┌────────

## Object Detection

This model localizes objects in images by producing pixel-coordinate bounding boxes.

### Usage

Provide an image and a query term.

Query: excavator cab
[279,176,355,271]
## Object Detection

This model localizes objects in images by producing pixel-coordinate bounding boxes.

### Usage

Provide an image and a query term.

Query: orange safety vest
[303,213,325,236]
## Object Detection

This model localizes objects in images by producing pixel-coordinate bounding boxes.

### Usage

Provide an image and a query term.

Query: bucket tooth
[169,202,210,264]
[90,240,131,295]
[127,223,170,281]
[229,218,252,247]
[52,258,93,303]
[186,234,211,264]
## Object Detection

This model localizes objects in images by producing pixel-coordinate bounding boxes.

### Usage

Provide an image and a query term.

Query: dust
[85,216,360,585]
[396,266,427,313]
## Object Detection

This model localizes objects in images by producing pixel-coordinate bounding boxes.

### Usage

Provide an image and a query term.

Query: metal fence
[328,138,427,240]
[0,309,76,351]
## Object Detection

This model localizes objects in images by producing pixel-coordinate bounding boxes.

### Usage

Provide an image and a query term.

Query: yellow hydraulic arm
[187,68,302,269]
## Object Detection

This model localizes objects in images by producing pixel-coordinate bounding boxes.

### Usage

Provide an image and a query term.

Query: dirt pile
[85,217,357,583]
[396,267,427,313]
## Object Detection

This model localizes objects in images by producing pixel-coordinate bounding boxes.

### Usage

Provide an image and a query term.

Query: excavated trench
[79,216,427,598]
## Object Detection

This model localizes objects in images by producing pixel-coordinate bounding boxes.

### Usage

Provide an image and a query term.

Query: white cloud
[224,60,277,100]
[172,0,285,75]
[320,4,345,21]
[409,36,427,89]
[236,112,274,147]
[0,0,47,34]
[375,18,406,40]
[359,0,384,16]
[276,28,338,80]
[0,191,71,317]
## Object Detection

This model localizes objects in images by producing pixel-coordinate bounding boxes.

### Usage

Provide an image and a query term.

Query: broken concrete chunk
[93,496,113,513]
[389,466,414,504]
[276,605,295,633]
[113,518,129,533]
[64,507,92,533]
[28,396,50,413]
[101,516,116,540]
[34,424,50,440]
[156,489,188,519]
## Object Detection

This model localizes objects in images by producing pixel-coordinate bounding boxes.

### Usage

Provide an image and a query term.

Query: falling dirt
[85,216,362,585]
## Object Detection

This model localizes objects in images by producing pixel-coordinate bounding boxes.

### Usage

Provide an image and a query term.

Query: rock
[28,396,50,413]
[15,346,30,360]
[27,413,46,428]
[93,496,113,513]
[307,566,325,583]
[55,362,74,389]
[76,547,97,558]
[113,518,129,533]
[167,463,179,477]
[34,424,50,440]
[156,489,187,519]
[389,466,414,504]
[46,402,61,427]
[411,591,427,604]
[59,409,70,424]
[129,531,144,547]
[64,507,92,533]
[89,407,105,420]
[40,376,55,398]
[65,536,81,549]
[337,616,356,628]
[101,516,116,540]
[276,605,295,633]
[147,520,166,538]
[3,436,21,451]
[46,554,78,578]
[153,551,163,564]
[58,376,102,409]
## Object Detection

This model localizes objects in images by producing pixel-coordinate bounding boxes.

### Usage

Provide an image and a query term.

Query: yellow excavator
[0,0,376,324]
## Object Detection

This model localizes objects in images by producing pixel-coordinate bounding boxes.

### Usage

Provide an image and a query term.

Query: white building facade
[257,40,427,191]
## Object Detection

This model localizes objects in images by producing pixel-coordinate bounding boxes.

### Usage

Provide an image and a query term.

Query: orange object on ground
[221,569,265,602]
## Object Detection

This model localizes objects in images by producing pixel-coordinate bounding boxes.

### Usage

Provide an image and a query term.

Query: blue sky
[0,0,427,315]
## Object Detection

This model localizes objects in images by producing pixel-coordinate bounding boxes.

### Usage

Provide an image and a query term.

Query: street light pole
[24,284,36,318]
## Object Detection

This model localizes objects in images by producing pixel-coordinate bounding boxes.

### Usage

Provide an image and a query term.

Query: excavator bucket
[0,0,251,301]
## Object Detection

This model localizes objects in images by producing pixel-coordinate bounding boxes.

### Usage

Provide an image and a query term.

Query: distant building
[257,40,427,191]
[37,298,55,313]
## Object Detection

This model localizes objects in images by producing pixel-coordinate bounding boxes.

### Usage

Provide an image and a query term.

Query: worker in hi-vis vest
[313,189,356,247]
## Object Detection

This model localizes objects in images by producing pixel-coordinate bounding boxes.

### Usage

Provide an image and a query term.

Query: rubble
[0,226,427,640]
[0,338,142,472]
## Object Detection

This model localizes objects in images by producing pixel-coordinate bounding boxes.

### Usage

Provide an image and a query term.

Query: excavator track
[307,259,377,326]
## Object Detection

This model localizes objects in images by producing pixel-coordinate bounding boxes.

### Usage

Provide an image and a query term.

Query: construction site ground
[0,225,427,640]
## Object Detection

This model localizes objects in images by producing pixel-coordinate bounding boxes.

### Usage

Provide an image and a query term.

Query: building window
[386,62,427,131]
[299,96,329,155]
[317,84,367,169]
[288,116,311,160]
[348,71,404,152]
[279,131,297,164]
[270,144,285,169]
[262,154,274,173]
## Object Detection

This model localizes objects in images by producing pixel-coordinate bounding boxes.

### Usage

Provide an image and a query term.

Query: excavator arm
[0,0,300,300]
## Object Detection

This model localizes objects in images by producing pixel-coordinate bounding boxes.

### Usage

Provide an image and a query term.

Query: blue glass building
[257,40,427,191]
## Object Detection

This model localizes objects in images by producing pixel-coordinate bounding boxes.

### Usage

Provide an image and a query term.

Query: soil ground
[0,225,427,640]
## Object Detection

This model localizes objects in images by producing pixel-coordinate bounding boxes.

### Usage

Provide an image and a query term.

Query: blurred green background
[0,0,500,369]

└────────
┌────────

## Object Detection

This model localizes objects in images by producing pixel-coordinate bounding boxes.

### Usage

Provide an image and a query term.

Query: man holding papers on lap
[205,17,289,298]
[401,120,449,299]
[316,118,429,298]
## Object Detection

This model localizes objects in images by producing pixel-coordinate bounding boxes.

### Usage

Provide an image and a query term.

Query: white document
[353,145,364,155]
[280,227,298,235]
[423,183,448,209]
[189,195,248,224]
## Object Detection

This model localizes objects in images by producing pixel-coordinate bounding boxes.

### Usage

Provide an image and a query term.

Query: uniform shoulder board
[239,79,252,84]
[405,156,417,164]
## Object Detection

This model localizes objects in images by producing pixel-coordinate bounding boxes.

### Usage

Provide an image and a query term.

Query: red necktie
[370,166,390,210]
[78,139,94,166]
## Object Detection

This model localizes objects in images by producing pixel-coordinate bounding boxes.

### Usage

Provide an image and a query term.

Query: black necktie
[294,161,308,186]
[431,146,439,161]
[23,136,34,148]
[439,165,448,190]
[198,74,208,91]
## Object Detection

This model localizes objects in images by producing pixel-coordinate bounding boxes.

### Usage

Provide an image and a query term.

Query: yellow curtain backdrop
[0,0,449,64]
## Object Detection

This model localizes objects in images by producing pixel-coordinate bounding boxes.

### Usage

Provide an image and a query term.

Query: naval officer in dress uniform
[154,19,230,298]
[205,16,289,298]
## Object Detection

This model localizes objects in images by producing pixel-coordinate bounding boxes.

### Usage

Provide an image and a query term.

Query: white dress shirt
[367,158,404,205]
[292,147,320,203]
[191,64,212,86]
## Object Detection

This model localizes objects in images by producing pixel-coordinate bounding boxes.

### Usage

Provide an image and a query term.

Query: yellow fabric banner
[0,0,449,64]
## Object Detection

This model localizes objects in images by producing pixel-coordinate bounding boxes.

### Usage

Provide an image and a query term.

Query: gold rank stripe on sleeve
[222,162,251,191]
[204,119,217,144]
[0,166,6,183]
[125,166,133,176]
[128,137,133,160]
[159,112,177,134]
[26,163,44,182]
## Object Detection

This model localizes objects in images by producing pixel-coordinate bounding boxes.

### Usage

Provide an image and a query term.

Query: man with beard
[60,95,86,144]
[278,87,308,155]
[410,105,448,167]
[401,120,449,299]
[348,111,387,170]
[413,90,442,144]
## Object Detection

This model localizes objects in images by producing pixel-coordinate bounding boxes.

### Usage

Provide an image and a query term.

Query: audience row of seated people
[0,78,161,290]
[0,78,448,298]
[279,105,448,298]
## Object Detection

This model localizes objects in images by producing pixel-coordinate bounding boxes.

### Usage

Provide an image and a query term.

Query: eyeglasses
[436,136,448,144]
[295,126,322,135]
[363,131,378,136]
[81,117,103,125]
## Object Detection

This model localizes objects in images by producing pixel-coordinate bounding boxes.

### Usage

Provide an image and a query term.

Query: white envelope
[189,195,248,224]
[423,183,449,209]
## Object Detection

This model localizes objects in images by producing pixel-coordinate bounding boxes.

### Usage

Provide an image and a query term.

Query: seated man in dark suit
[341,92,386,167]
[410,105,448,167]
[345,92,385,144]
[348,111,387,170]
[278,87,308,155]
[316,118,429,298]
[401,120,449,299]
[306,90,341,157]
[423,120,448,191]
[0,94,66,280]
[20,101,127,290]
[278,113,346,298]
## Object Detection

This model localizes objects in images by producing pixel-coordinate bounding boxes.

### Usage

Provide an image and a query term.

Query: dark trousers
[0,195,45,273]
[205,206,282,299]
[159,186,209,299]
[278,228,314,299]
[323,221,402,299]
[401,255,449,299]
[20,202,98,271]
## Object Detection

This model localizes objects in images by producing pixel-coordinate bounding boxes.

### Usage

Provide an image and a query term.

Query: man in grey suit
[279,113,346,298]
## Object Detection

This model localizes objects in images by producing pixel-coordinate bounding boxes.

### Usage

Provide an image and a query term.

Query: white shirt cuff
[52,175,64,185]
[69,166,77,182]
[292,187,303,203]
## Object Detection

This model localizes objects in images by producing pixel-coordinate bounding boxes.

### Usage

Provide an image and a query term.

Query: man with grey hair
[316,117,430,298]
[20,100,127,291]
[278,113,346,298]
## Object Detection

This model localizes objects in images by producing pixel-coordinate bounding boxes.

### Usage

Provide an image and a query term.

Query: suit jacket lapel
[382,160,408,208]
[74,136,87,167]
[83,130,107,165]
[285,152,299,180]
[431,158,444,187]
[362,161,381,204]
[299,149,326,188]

└────────
┌────────

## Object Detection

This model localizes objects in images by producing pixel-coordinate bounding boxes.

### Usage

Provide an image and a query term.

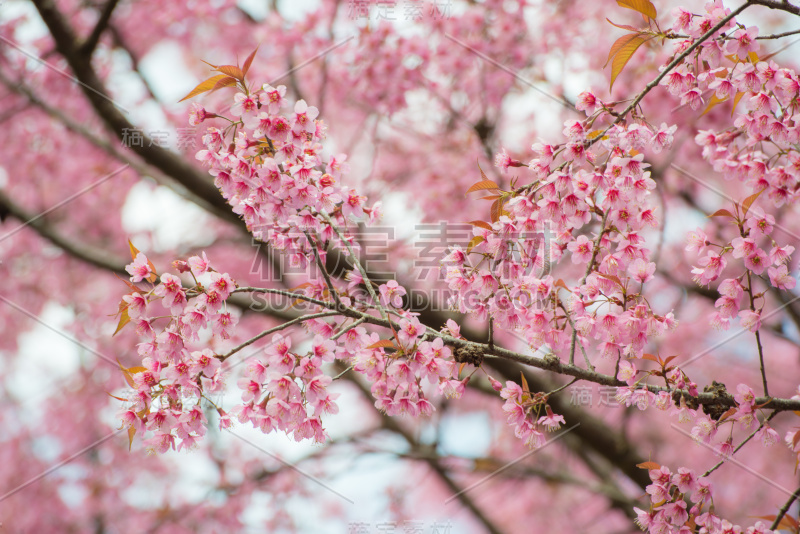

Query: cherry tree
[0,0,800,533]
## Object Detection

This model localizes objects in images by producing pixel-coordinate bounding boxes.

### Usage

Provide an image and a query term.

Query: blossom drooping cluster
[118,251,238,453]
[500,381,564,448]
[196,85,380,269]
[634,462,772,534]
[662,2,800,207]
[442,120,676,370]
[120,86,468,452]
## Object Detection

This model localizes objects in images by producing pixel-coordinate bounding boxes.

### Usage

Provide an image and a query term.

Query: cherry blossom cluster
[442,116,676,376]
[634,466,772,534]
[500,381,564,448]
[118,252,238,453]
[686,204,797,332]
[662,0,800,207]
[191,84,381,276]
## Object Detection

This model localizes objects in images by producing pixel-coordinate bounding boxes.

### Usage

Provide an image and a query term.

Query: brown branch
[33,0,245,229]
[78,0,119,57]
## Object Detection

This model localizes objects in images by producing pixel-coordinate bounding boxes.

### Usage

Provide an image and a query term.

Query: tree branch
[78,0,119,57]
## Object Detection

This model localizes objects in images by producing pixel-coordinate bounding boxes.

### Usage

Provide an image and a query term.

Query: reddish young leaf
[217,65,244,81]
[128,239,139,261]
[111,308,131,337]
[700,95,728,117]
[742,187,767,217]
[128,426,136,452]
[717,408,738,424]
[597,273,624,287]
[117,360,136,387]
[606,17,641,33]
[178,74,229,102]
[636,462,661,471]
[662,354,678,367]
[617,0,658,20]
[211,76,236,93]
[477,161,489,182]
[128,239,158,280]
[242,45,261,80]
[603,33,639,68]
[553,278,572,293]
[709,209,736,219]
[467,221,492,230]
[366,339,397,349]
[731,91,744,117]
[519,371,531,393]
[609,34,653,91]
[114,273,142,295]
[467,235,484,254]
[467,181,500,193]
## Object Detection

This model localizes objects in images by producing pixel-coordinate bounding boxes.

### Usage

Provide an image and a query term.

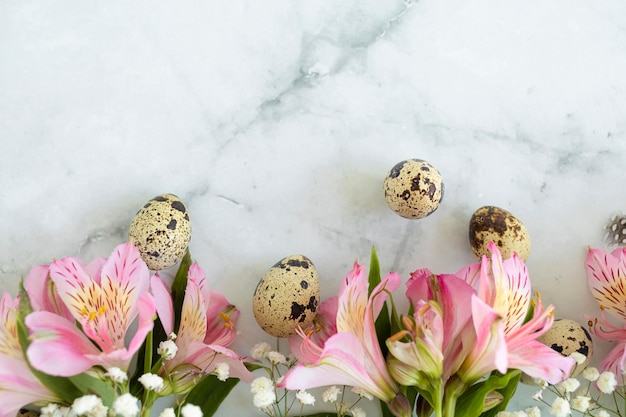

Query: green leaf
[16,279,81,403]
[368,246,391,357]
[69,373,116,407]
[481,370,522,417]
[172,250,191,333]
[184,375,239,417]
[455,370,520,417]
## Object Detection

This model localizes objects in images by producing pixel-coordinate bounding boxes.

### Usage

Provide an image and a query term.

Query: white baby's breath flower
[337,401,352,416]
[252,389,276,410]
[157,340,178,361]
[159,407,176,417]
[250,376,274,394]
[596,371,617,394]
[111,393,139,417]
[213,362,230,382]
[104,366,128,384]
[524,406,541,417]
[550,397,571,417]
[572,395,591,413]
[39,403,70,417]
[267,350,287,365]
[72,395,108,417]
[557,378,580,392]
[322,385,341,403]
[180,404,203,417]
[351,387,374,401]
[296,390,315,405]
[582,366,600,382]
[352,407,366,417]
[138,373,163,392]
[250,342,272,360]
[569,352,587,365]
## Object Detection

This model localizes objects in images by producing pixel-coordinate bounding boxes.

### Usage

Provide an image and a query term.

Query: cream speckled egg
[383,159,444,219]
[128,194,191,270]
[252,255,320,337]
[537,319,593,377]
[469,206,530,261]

└────────

Job -
Locate every line in the records above that holds the word "shirt", matching case exactly, and copy each of those lines.

Task solution -
Query: white dress shirt
Query: white shirt cuff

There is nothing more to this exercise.